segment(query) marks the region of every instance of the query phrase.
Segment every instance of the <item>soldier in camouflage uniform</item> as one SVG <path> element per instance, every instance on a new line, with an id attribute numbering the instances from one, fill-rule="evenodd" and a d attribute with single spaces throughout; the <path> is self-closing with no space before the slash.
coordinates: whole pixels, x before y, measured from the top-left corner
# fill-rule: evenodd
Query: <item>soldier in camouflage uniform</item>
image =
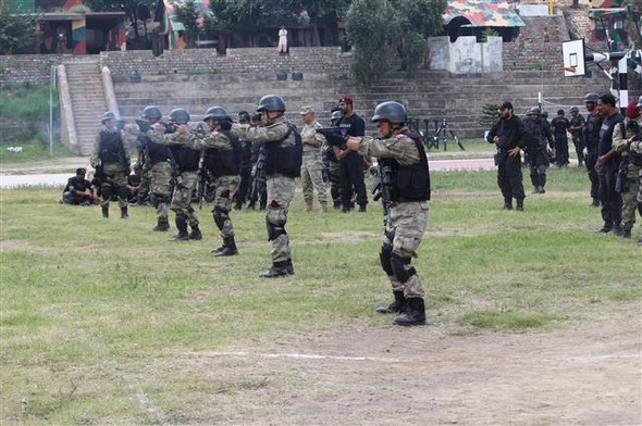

## REQUIREMENTS
Can you copy out the entries from the very first line through the line containing "Segment every instance", with "query phrase" changed to "search phrase" and nothing else altered?

## THE RESPONSE
segment(query) marks the region of every instance of the search phrase.
Segment every instance of the <item>soldier in camouflage uniform</item> as one SVG <path> element per instance, every instance on a new line, with an id attribute numbering the instances from one, fill-rule="evenodd" and a d attribute with single spaces throughout; the <path> is self-closing with no space before the slash.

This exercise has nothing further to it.